**Text segment**
---

Keeping Still
艮 · Gèn
Mountain upon Mountain — the stillness that isn't passivity. Stop moving. Let the noise settle. The mind that won't quiet prevents the clarity it needs.
Correspondences
The Cloud of Unknowing — Knowing God by Unknowing
The Cloud of Unknowing, an anonymous 14th-century English mystical text, instructs the contemplative to place all created things — including all conceptual knowledge of God — beneath a 'cloud of forgetting' and to reach toward the divine through a 'cloud of unknowing' with nothing but a 'naked intent of the will.' This is apophatic prayer in its most radical English expression, rooted in the tradition of Pseudo-Dionysius's Mystical Theology. The author insists that God may be loved but never thought — the intellect must yield entirely to the affective faculty, and the single-syllable prayer word (such as 'God' or 'love') serves only to hold the will steady in darkness.
Hesychasm — Sacred Stillness
Hesychasm (from hesychia, 'sacred stillness') is the contemplative discipline of the Eastern Orthodox tradition centered on the continuous repetition of the Jesus Prayer — Kyrie Iesou Christe, Huie tou Theou, eleison me ton hamartolon — coordinated with controlled breathing and a specific bodily posture (chin to chest, gaze directed toward the heart). As taught in the Philokalia and defended by Gregory Palamas against Barlaam, the prayer descends through three stages: from the lips, to the nous (intellect), to the kardia (spiritual heart), where it becomes self-acting (autokinetos). The hesychast's goal is the vision of uncreated light (aktiston phos) — the same light that shone on Mount Tabor at the Transfiguration.
Faithful — Rock of My Salvation
The central evangelical claim about God's character is faithfulness — the quality of being the same yesterday, today, and forever (Hebrews 13:8). Lamentations 3:22-23, written by Jeremiah sitting in the rubble of Jerusalem: 'Because of the Lord's great love we are not consumed, for his compassions never fail. They are new every morning; great is your faithfulness.' Every morning. Not just in the good years. Billy Graham used the hymn built on this verse at every crusade he ever held. David returns to the Rock metaphor constantly: 'The Lord is my rock, my fortress and my deliverer; my God is my rock, in whom I take refuge' (Psalm 18:2). The evangelical trust is not in circumstances being favorable but in the character of the one who governs circumstances. I can call You faithful, Savior / There is only One. The rock does not shift with the weather.

---

**Goal A**
Render the entries as a numbered list, leaving out blank lines, starting at the line that contains "Query: bird head" and ending at the last line of the entries.
These entries are unrelated to the text above.

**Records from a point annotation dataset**
---

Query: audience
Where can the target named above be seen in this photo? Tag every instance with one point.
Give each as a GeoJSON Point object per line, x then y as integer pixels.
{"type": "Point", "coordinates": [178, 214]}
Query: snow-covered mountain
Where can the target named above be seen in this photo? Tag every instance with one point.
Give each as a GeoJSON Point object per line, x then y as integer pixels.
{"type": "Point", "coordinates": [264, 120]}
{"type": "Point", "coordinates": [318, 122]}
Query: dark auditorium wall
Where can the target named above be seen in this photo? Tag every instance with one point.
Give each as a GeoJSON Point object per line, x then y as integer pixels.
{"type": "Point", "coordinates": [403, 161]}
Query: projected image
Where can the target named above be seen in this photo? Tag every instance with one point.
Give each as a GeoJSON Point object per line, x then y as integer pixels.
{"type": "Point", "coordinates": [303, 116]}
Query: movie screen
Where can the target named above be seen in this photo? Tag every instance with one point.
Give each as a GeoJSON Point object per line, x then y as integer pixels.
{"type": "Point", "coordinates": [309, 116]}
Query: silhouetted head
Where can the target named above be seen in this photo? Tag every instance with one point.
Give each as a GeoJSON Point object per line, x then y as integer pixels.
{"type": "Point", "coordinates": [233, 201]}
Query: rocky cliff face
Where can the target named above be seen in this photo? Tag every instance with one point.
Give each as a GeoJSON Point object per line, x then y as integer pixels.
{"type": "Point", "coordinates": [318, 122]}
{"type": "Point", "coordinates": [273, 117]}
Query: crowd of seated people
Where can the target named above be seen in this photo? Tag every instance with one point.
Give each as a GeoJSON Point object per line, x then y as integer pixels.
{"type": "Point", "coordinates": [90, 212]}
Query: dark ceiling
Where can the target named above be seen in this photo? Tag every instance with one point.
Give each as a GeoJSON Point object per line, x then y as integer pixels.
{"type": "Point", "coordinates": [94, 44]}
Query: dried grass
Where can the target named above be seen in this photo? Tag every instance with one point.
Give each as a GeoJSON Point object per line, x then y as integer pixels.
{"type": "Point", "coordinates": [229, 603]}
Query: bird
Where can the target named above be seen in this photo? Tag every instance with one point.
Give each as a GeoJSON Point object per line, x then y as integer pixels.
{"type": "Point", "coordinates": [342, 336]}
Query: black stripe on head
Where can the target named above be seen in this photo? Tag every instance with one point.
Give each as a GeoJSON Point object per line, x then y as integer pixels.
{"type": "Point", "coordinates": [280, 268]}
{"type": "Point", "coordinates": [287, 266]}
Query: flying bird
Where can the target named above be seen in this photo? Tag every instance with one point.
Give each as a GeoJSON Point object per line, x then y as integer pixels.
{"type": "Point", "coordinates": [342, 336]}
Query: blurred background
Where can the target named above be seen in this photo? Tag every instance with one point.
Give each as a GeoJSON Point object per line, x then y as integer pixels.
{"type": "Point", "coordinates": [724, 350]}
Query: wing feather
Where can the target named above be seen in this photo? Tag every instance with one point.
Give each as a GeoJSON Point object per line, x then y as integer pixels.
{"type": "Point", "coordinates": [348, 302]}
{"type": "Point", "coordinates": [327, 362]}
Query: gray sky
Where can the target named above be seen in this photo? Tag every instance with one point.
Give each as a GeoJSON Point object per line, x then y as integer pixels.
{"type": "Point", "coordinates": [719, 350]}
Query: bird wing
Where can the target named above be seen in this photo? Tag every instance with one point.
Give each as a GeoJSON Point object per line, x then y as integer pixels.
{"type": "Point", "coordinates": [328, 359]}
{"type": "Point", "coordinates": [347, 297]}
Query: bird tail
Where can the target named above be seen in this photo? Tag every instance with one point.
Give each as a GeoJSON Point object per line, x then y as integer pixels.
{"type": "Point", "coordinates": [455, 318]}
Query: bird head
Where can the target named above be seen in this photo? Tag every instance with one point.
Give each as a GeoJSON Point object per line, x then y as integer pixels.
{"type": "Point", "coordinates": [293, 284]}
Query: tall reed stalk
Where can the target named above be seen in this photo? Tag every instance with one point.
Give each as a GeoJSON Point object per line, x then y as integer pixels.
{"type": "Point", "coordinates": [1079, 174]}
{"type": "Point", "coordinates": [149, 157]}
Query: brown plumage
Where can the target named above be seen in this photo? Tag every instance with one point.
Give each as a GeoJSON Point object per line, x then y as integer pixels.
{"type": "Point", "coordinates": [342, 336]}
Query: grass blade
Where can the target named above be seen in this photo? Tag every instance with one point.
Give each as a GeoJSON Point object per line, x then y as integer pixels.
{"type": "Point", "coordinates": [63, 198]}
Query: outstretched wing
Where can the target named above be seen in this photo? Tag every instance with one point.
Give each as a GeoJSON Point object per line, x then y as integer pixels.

---

**Goal B**
In the Keeping Still text, what does the word hesychia mean?

**Expected answer A**
1. Query: bird head
2. Where can the target named above be seen in this photo? Tag every instance with one point.
3. Give each as a GeoJSON Point object per line, x then y as integer pixels.
4. {"type": "Point", "coordinates": [293, 284]}
5. Query: tall reed stalk
6. Where can the target named above be seen in this photo? Tag every instance with one point.
7. Give each as a GeoJSON Point object per line, x then y as integer pixels.
8. {"type": "Point", "coordinates": [1079, 174]}
9. {"type": "Point", "coordinates": [149, 157]}
10. Query: brown plumage
11. Where can the target named above be seen in this photo? Tag every instance with one point.
12. Give each as a GeoJSON Point object per line, x then y as integer pixels.
13. {"type": "Point", "coordinates": [342, 336]}
14. Query: grass blade
15. Where can the target named above be seen in this photo? Tag every instance with one point.
16. Give each as a GeoJSON Point object per line, x then y as integer pixels.
17. {"type": "Point", "coordinates": [63, 198]}
18. Query: outstretched wing
19. Where can the target named above be seen in this photo? Tag every instance with one point.
20. Give each as a GeoJSON Point object per line, x then y as integer pixels.

**Expected answer B**
Sacred stillness.